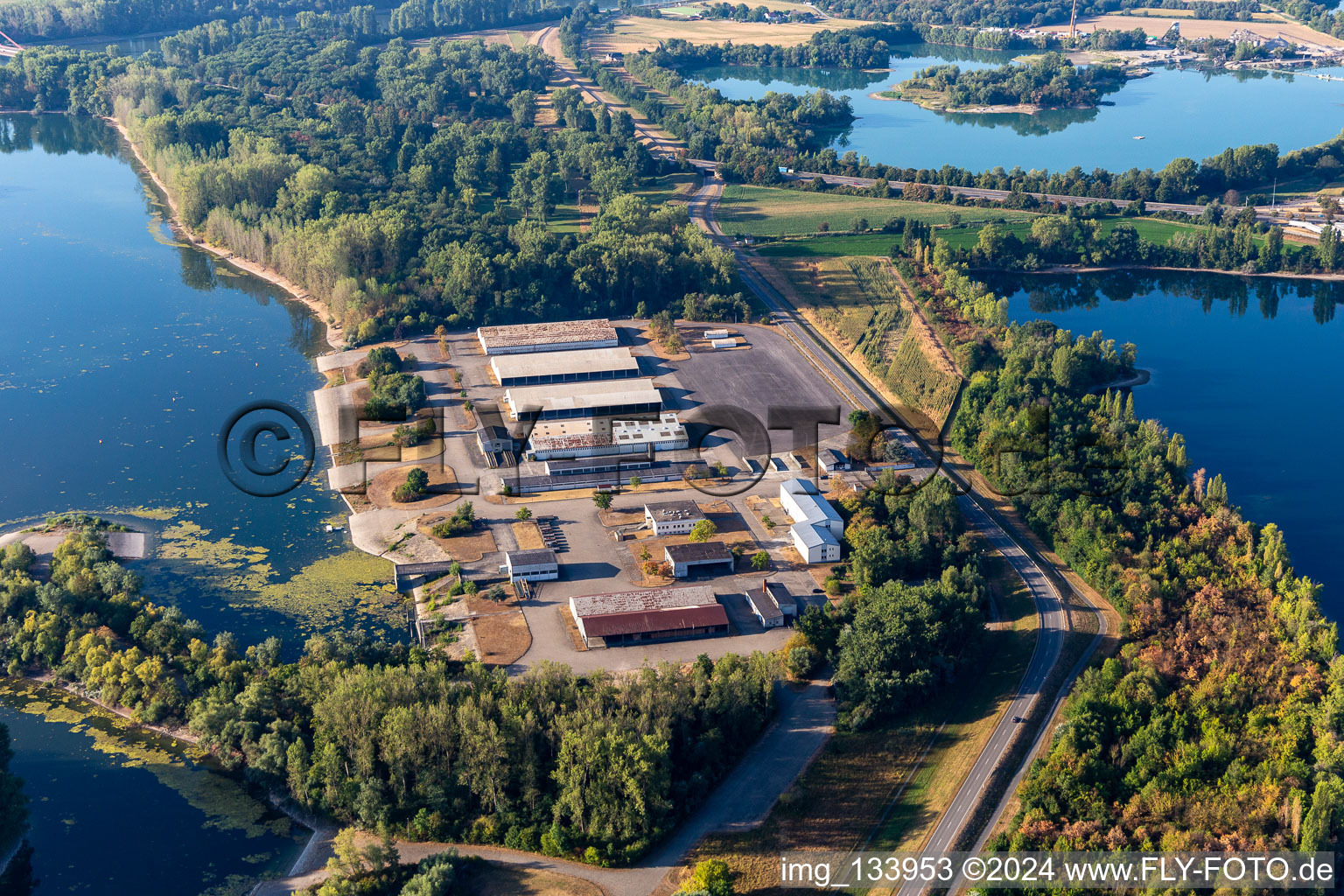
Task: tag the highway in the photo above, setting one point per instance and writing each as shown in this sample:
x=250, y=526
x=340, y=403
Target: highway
* * *
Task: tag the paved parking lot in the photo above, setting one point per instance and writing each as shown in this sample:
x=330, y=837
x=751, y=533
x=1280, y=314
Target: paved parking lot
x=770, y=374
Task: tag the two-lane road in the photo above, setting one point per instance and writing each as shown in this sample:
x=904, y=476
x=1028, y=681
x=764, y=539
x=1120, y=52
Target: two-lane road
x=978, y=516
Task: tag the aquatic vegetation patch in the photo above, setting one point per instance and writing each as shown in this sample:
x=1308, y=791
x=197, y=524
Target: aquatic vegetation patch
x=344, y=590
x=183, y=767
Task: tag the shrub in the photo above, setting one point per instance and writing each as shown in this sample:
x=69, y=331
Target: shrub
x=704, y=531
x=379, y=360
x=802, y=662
* * *
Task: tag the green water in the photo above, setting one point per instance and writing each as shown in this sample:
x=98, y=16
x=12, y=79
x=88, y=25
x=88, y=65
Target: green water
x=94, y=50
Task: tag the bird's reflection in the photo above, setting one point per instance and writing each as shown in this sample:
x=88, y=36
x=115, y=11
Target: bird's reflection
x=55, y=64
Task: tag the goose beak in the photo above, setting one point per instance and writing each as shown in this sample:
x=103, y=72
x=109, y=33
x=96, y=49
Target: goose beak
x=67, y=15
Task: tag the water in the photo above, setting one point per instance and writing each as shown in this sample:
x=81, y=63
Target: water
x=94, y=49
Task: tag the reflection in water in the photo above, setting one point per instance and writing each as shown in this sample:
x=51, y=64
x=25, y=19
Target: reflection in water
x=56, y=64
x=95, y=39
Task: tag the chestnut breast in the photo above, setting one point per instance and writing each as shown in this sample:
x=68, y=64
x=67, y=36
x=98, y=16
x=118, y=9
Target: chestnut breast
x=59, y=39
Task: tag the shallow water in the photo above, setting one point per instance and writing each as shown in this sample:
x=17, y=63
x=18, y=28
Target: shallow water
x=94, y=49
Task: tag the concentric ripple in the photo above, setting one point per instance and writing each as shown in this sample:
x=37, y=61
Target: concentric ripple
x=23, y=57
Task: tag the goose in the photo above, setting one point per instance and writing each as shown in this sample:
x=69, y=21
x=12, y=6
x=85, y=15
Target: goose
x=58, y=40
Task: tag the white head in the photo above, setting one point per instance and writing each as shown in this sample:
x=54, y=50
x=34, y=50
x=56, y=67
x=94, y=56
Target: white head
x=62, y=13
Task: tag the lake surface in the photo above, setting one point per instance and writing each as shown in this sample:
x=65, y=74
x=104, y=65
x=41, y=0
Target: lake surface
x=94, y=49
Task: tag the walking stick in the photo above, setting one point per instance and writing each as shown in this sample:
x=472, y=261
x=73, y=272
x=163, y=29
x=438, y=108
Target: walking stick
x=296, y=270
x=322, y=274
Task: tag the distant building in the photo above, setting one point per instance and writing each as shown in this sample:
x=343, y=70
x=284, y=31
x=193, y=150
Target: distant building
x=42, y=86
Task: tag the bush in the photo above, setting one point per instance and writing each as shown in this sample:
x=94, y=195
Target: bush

(The exercise): Duplicate the stretch of rows from the line that contains "Task: tag the paved" through the line that contains "x=802, y=662", with both of those lines included.

(Output):
Task: tag the paved parking lot in the photo above, setting one point per instance and writing each as shown in this sample:
x=330, y=837
x=751, y=533
x=1280, y=314
Target: paved parking lot
x=770, y=374
Task: tag the two-lane road in the photo above, setting one point per instance and writing each as shown in this sample:
x=904, y=476
x=1028, y=681
x=764, y=539
x=1120, y=52
Target: two-lane road
x=978, y=516
Task: tag the aquatic vegetation patch in the photo above, setting one point per instance and writing each as shown in this sample:
x=1308, y=791
x=197, y=524
Target: aquatic vegetation patch
x=344, y=590
x=183, y=767
Task: tag the shrub in the photo above, setting one point per instance and writing each as shown in this sample:
x=69, y=331
Target: shrub
x=704, y=531
x=379, y=360
x=802, y=662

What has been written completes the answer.